::: Page excerpt
Lead Research Scientist for Medical Diagnostic Technologies
Please tell us what fascinates you most about research.
Influencing people’s real lives through my inventions has been the major motivation of my research. The outcome of my master’s thesis work was commercialized by a startup company spun out of my former research group and now you can find the product in the market. This experience boosted my passion toward practical engineering through which you can help people by making new technologies available. My research for my Ph.D. and during my time at UCLA also focused on practical technology developments, some of which are used by startup companies as well.
What makes research done at Bosch so special?
I believe that Bosch has a huge potential in the healthcare field. It is not just because of the motto, “Invented for Life”. Bosch has competencies in core engineering fields such as sensors, actuators, and even packaging which are very relevant to medical device development. Medical devices also require a high level of regulatory practice for production and development processes. Since the automobile industry also has high standards for quality control, it is not so difficult for us to achieve the standards required for medical devices. The Bosch hospital is another great asset we have. We can get direct input on various clinical cases. All of these indicate, I believe, that what we develop here has the preconceived momentum to become a medical test product, and that is something very special for the healthcare industry.
What research topics are you currently working on at Bosch?
::::::
::: Source data
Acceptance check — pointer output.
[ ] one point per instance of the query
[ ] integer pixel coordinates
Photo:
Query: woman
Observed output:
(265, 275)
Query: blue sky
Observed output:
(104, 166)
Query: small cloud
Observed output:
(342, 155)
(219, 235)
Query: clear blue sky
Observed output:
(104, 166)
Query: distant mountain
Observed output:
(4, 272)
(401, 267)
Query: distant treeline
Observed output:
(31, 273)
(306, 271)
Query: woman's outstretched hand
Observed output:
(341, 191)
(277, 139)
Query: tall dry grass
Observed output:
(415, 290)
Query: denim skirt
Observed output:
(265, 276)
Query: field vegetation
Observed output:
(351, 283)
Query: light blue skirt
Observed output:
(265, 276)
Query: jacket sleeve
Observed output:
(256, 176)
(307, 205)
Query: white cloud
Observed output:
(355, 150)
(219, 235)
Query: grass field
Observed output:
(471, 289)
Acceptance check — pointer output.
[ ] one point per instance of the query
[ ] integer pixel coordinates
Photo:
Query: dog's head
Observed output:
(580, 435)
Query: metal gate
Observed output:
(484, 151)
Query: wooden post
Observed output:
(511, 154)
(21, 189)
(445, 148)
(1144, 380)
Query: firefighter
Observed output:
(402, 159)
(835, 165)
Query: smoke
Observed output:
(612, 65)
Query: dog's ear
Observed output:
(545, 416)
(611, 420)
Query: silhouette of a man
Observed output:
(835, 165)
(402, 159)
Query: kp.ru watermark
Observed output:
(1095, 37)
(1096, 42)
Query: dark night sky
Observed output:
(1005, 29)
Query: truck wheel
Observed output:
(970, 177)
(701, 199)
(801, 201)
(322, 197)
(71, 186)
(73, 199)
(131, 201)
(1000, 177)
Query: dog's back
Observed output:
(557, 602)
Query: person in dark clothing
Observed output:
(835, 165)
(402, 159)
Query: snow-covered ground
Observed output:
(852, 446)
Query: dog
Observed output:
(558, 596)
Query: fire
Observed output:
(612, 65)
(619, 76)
::::::
Task requirements —
**a.** Set down the passage of the interview starting at "Influencing people’s real" and ending at "Bosch so special?".
**b.** According to the interview, what became of the outcome of the master's thesis work?
The items are separate material and form no part of the interview.

Task-by-task solutions —
**a.**
Influencing people’s real lives through my inventions has been the major motivation of my research. The outcome of my master’s thesis work was commercialized by a startup company spun out of my former research group and now you can find the product in the market. This experience boosted my passion toward practical engineering through which you can help people by making new technologies available. My research for my Ph.D. and during my time at UCLA also focused on practical technology developments, some of which are used by startup companies as well.
What makes research done at Bosch so special?

**b.** It was commercialized by a startup company spun out of the former research group, and the product is now on the market.